* [Angezeigte Daten]:
────────────────
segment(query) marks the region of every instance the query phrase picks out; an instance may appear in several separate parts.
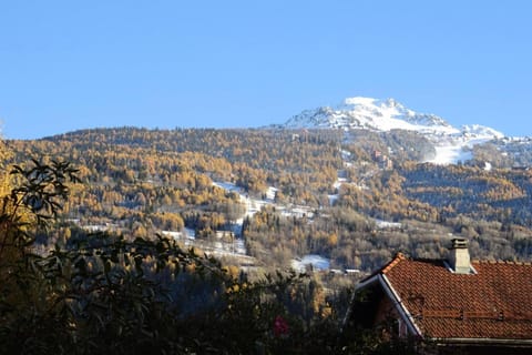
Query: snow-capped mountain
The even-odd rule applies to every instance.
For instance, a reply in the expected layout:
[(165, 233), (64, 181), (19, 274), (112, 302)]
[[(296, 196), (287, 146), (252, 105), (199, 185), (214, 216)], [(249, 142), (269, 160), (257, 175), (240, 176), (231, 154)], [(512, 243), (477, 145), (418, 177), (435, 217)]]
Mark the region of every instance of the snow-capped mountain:
[(458, 129), (436, 114), (419, 113), (393, 99), (349, 98), (336, 106), (305, 110), (289, 119), (285, 128), (336, 128), (346, 131), (391, 130), (416, 131), (432, 142), (437, 152), (433, 163), (454, 163), (468, 160), (470, 149), (504, 134), (479, 124)]

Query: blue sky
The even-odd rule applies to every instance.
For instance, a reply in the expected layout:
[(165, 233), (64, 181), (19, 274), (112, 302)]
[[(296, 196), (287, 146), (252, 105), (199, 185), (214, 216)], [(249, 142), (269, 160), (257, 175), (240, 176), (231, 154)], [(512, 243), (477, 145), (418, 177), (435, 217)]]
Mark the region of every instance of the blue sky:
[(348, 97), (532, 135), (532, 1), (2, 1), (8, 139), (283, 123)]

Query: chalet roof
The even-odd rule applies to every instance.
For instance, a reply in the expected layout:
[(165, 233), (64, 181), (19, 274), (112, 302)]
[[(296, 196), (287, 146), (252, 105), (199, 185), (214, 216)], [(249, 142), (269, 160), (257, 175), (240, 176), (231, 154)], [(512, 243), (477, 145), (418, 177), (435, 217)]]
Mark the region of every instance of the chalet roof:
[(453, 273), (442, 260), (398, 254), (377, 274), (431, 338), (532, 339), (532, 264), (471, 262)]

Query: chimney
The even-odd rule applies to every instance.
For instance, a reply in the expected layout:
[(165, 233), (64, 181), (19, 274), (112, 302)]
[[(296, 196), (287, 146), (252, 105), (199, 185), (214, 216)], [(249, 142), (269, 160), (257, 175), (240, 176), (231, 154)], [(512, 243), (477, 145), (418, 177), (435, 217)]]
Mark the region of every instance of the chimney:
[(471, 264), (469, 258), (468, 241), (464, 239), (451, 240), (452, 245), (449, 254), (449, 263), (456, 274), (469, 274)]

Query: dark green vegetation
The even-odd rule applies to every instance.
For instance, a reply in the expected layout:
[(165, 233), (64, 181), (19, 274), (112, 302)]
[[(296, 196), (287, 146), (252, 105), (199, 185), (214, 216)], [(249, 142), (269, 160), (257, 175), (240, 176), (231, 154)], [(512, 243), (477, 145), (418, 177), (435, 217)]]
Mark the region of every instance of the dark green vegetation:
[[(410, 343), (340, 332), (348, 294), (308, 275), (248, 281), (161, 235), (76, 233), (47, 251), (79, 171), (33, 161), (2, 176), (0, 354), (379, 354)], [(41, 240), (41, 241), (39, 241)], [(48, 241), (48, 243), (51, 243)], [(327, 307), (325, 307), (327, 305)]]
[[(400, 131), (131, 128), (8, 141), (0, 352), (413, 352), (340, 332), (355, 278), (287, 266), (309, 253), (362, 272), (397, 251), (441, 257), (449, 233), (468, 237), (473, 257), (530, 260), (532, 173), (419, 164), (426, 143)], [(186, 226), (208, 242), (233, 230), (245, 205), (213, 182), (258, 200), (278, 189), (244, 220), (252, 265), (162, 233)], [(290, 205), (308, 209), (284, 214)]]

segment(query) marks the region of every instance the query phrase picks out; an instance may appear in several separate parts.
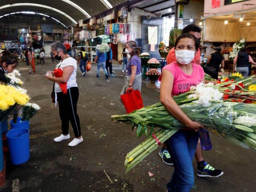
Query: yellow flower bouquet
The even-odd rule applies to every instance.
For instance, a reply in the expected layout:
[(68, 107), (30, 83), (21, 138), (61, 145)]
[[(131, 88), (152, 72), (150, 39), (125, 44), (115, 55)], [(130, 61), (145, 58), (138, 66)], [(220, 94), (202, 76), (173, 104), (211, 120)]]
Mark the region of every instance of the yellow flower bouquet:
[(29, 99), (27, 90), (0, 84), (0, 122), (18, 111)]

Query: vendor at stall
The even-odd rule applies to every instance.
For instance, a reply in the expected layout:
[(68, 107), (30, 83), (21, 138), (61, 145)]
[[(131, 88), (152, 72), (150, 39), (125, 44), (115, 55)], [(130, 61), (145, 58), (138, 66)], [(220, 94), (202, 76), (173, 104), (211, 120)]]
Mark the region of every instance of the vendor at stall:
[[(247, 47), (241, 48), (233, 61), (233, 72), (238, 72), (245, 78), (247, 78), (248, 76), (249, 67), (251, 68), (251, 64), (256, 66), (256, 63), (249, 55)], [(235, 70), (236, 67), (236, 70)]]

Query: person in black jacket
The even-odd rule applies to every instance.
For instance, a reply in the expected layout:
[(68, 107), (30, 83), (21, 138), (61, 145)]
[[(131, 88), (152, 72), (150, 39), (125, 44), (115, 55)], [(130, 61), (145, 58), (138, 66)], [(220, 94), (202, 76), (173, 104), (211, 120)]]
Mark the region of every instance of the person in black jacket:
[(17, 57), (8, 51), (4, 51), (2, 55), (0, 63), (0, 81), (7, 83), (4, 74), (12, 72), (18, 66), (19, 61)]
[[(209, 75), (211, 75), (213, 79), (218, 79), (220, 64), (221, 64), (221, 68), (224, 68), (224, 58), (220, 53), (221, 49), (220, 47), (215, 47), (213, 49), (216, 50), (216, 51), (210, 55), (207, 61), (207, 67), (209, 68), (212, 68), (213, 69), (214, 68), (215, 69), (212, 70), (212, 72)], [(208, 74), (206, 71), (205, 72)]]
[[(256, 63), (249, 55), (247, 47), (242, 48), (233, 60), (233, 72), (238, 72), (245, 78), (247, 78), (249, 75), (251, 75), (249, 74), (249, 71), (251, 71), (249, 70), (251, 68), (251, 68), (252, 64), (256, 65)], [(236, 69), (235, 70), (236, 66)]]

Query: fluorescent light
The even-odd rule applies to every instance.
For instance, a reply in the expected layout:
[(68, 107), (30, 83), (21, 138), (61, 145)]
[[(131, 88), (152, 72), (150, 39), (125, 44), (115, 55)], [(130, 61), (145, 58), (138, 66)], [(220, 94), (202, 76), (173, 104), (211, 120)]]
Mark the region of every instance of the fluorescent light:
[(107, 8), (110, 8), (110, 9), (113, 8), (113, 7), (111, 5), (111, 4), (109, 3), (109, 2), (107, 0), (100, 0), (102, 3), (103, 3)]
[(73, 7), (75, 7), (77, 9), (78, 9), (79, 11), (81, 11), (85, 15), (86, 15), (87, 16), (87, 17), (89, 18), (91, 18), (92, 17), (91, 16), (88, 14), (88, 13), (86, 12), (84, 10), (82, 9), (82, 8), (79, 6), (78, 6), (75, 3), (74, 3), (69, 1), (69, 0), (61, 0), (62, 1), (64, 1), (65, 3), (68, 3), (70, 5), (72, 6)]
[(49, 15), (45, 15), (44, 14), (43, 14), (43, 13), (39, 13), (38, 14), (38, 15), (43, 15), (43, 16), (45, 16), (46, 17), (50, 17), (50, 16)]
[(53, 8), (53, 7), (49, 7), (49, 6), (47, 6), (46, 5), (42, 5), (41, 4), (36, 4), (34, 3), (15, 3), (12, 4), (9, 4), (8, 5), (4, 5), (3, 6), (1, 6), (0, 7), (0, 9), (5, 9), (5, 8), (8, 8), (11, 7), (16, 7), (17, 6), (34, 6), (35, 7), (43, 7), (44, 8), (45, 8), (46, 9), (51, 9), (52, 10), (53, 10), (54, 11), (56, 11), (60, 13), (62, 15), (63, 15), (65, 17), (68, 18), (70, 20), (72, 21), (73, 23), (75, 23), (75, 24), (77, 24), (77, 23), (76, 21), (75, 20), (73, 19), (72, 17), (70, 17), (69, 15), (66, 14), (64, 12), (62, 12), (61, 11), (59, 10), (58, 9), (55, 9), (55, 8)]
[(22, 11), (21, 12), (22, 13), (24, 13), (25, 14), (35, 14), (36, 13), (34, 12), (32, 12), (31, 11)]

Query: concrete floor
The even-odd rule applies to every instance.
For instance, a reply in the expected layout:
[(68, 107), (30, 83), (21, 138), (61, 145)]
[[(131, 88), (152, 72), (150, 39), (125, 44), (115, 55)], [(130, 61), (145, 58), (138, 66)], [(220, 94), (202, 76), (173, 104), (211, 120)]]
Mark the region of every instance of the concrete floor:
[[(17, 68), (25, 79), (23, 87), (28, 90), (30, 102), (42, 108), (30, 120), (29, 160), (19, 165), (9, 164), (5, 185), (0, 190), (12, 191), (13, 180), (18, 179), (21, 192), (166, 191), (173, 168), (163, 162), (158, 150), (125, 173), (126, 154), (145, 137), (137, 139), (129, 124), (110, 120), (111, 115), (125, 112), (119, 99), (125, 76), (121, 65), (113, 67), (117, 76), (107, 80), (102, 69), (100, 78), (96, 77), (95, 64), (85, 77), (78, 69), (78, 113), (84, 141), (72, 148), (68, 146), (68, 141), (54, 142), (53, 138), (61, 133), (60, 121), (58, 107), (53, 107), (51, 103), (52, 83), (44, 75), (56, 64), (46, 59), (45, 65), (36, 66), (35, 74), (29, 74), (24, 62)], [(159, 90), (154, 85), (143, 81), (142, 86), (145, 106), (159, 102)], [(100, 139), (103, 133), (105, 135)], [(215, 135), (211, 138), (213, 148), (204, 151), (204, 156), (213, 166), (223, 170), (224, 174), (215, 178), (196, 176), (191, 191), (255, 191), (256, 151), (230, 144)], [(77, 159), (70, 161), (73, 156)], [(148, 172), (154, 174), (155, 180), (151, 180)]]

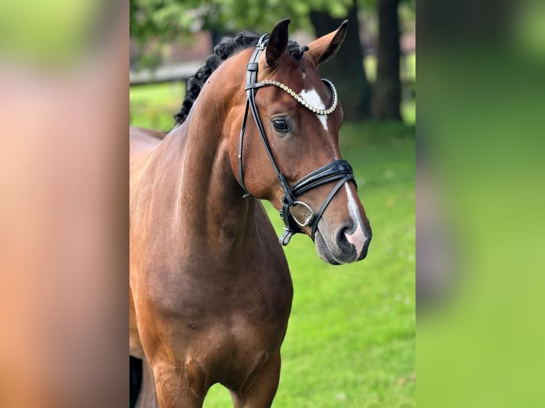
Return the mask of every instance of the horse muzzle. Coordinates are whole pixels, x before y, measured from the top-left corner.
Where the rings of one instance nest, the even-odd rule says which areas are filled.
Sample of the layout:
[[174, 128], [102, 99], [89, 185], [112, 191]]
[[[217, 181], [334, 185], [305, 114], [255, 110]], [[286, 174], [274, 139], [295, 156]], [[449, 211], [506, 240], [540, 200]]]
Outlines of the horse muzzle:
[[319, 222], [314, 235], [318, 256], [332, 265], [361, 261], [367, 256], [372, 235], [369, 221], [366, 225], [347, 223], [330, 231], [325, 222]]

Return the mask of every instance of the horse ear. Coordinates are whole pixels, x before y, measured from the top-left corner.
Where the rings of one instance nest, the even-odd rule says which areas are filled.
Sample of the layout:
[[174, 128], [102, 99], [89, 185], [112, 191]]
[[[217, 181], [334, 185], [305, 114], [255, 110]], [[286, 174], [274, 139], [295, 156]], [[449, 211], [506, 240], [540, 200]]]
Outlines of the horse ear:
[[274, 68], [287, 47], [287, 26], [290, 25], [290, 18], [285, 18], [280, 21], [269, 36], [269, 42], [267, 43], [265, 58], [267, 65], [270, 68]]
[[317, 66], [329, 59], [341, 46], [346, 36], [348, 20], [344, 20], [336, 31], [320, 37], [309, 44], [309, 55]]

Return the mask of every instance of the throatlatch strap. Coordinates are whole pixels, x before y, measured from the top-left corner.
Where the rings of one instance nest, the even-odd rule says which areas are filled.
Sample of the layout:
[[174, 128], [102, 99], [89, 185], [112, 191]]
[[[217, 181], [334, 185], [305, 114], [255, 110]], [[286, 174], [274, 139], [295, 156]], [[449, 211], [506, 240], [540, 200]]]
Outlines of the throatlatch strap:
[[[252, 53], [252, 56], [250, 58], [250, 62], [246, 64], [246, 85], [245, 87], [245, 90], [246, 91], [246, 104], [244, 108], [244, 117], [243, 118], [238, 142], [238, 178], [240, 187], [242, 187], [243, 190], [244, 190], [245, 192], [243, 197], [253, 197], [252, 194], [248, 190], [245, 184], [244, 183], [244, 170], [242, 160], [243, 149], [244, 146], [244, 134], [246, 131], [248, 111], [251, 111], [252, 116], [254, 119], [254, 122], [255, 123], [255, 127], [258, 128], [258, 131], [261, 137], [261, 141], [263, 141], [263, 146], [265, 146], [265, 150], [269, 156], [269, 159], [272, 164], [272, 168], [275, 170], [276, 176], [280, 183], [282, 190], [284, 192], [284, 195], [282, 197], [282, 208], [280, 210], [280, 217], [284, 221], [284, 232], [280, 237], [279, 241], [282, 245], [285, 246], [290, 242], [290, 240], [291, 240], [291, 237], [295, 234], [303, 232], [301, 229], [301, 227], [300, 227], [300, 225], [297, 223], [297, 222], [296, 222], [294, 216], [290, 211], [290, 209], [292, 207], [294, 207], [297, 205], [304, 205], [307, 206], [311, 212], [312, 212], [314, 218], [312, 220], [312, 223], [305, 223], [304, 225], [311, 227], [311, 237], [312, 240], [314, 240], [316, 230], [318, 226], [318, 222], [324, 214], [324, 212], [327, 208], [327, 205], [329, 204], [329, 202], [333, 198], [333, 196], [337, 193], [337, 192], [344, 183], [349, 181], [349, 180], [354, 181], [354, 173], [352, 173], [352, 168], [346, 160], [334, 160], [331, 163], [329, 163], [325, 166], [322, 166], [312, 173], [309, 173], [303, 177], [301, 180], [297, 181], [295, 184], [294, 184], [293, 186], [291, 188], [290, 187], [290, 185], [287, 183], [287, 181], [286, 180], [285, 177], [284, 177], [284, 175], [282, 173], [282, 171], [280, 171], [280, 169], [278, 167], [278, 164], [275, 159], [274, 154], [272, 154], [272, 151], [270, 149], [269, 141], [267, 139], [267, 135], [265, 134], [265, 129], [263, 128], [263, 124], [261, 122], [261, 119], [259, 117], [258, 106], [255, 104], [255, 92], [257, 90], [265, 85], [275, 85], [274, 81], [258, 82], [259, 55], [267, 46], [268, 38], [268, 34], [262, 36], [260, 38], [255, 48]], [[327, 80], [324, 80], [324, 82], [325, 82], [326, 85], [329, 87], [332, 93], [334, 95], [334, 100], [335, 100], [336, 93], [334, 91], [334, 87], [333, 87], [333, 85]], [[333, 109], [334, 109], [334, 106], [336, 106], [337, 104], [334, 103], [333, 104], [334, 107], [331, 108], [332, 112]], [[313, 112], [316, 111], [314, 110]], [[327, 113], [329, 114], [330, 112], [328, 112]], [[322, 184], [325, 184], [327, 183], [337, 180], [339, 181], [329, 192], [329, 194], [327, 195], [325, 201], [324, 201], [319, 210], [318, 210], [317, 214], [315, 214], [307, 204], [297, 202], [296, 198], [303, 193], [319, 186], [322, 186]], [[303, 225], [303, 224], [301, 224], [301, 225]]]

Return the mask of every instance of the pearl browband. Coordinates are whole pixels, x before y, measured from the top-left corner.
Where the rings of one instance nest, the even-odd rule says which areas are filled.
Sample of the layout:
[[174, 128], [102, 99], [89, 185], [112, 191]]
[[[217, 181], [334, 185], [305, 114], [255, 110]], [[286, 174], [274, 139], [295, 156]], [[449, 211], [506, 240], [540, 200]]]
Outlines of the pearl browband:
[[297, 101], [299, 103], [300, 103], [302, 105], [303, 105], [309, 111], [313, 112], [317, 114], [327, 115], [332, 113], [334, 110], [335, 110], [335, 108], [337, 107], [337, 90], [335, 89], [335, 87], [333, 85], [333, 84], [330, 81], [328, 81], [327, 80], [323, 80], [323, 79], [322, 80], [324, 81], [324, 83], [326, 85], [327, 85], [327, 87], [329, 88], [332, 95], [331, 107], [329, 107], [329, 109], [320, 109], [311, 105], [309, 103], [305, 101], [301, 97], [301, 95], [300, 95], [295, 91], [294, 91], [292, 88], [290, 88], [287, 85], [282, 84], [280, 81], [275, 81], [272, 80], [263, 80], [263, 81], [261, 81], [261, 84], [264, 85], [275, 85], [275, 87], [278, 87], [281, 90], [286, 91], [288, 94], [290, 94], [293, 97], [293, 99], [295, 99], [296, 101]]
────────────────
* [Ziel der Übung]: Schreibe bitte die Zeilen aus den Daten oben unverändert ab, beginnend mit der Zeile, die „Query: chalet roof“ enthält, und endend mit der Zeile, die „274), (469, 274)]“ enthält; beide Zeilen gehören dazu.

* [Ergebnis der Aufgabe]:
Query: chalet roof
The even-odd rule applies to every instance.
For instance, a reply in the expected layout:
[(165, 233), (64, 181), (19, 274), (112, 302)]
[[(296, 196), (287, 146), (252, 105), (199, 185), (214, 216)], [(249, 142), (269, 160), (257, 175), (240, 176), (231, 154)], [(512, 243), (477, 145), (418, 177), (435, 217)]]
Mark the region of every instance of the chalet roof:
[(453, 273), (442, 260), (398, 254), (377, 274), (431, 338), (532, 339), (532, 264), (471, 262)]

Query: chimney
The even-odd rule applies to every instance.
For instance, a reply in the expected layout:
[(165, 233), (64, 181), (19, 274), (112, 302)]
[[(296, 196), (287, 146), (252, 105), (199, 185), (214, 216)], [(249, 142), (269, 160), (257, 175), (240, 176), (231, 154)], [(512, 243), (477, 145), (418, 177), (435, 217)]]
Mark the region of every instance of the chimney:
[(471, 264), (469, 258), (468, 241), (464, 239), (451, 240), (452, 245), (449, 254), (449, 263), (456, 274), (469, 274)]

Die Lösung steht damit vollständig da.